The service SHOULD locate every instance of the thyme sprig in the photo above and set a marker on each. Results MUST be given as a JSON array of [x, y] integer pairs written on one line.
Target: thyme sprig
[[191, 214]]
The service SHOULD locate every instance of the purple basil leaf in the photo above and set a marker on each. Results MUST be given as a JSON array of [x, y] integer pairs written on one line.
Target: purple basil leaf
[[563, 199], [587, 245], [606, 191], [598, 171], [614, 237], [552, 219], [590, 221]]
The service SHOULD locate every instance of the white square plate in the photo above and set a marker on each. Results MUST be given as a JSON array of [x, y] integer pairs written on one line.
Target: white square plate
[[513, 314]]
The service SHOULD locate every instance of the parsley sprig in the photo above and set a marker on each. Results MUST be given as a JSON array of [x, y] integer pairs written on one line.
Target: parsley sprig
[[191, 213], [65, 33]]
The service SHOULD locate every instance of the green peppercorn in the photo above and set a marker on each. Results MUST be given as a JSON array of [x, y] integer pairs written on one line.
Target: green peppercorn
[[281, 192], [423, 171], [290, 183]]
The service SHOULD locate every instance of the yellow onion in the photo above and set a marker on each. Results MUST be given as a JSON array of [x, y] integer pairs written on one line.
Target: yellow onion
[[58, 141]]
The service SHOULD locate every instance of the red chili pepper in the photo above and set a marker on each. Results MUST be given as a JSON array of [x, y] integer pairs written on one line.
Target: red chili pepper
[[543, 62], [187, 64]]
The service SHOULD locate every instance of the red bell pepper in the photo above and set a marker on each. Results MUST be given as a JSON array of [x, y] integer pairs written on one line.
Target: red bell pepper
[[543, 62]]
-- -- --
- [Problem description]
Please express the rows starting with the line containing "The service SHOULD locate every instance of the yellow" and going on through the line containing "[[543, 62], [187, 64]]" as a two-column CSV with the columns row_text and answer, one CSV line per row. Put each row's text and its answer in one quoted field each, with line breaks turned into spaces.

- [Worked answer]
row_text,answer
"The service SHOULD locate every instance of the yellow onion in the photo above and set a marker on each. Results MUST be given as a JSON array of [x, y] integer pairs written on one line. Target: yellow onion","[[58, 141]]"
"The service SHOULD locate every instance of the red chili pepper in the photo above and set a marker on each. Results MUST be given as a JSON array of [x, y] integer pairs written on one line. Target: red chili pepper","[[543, 62], [187, 64]]"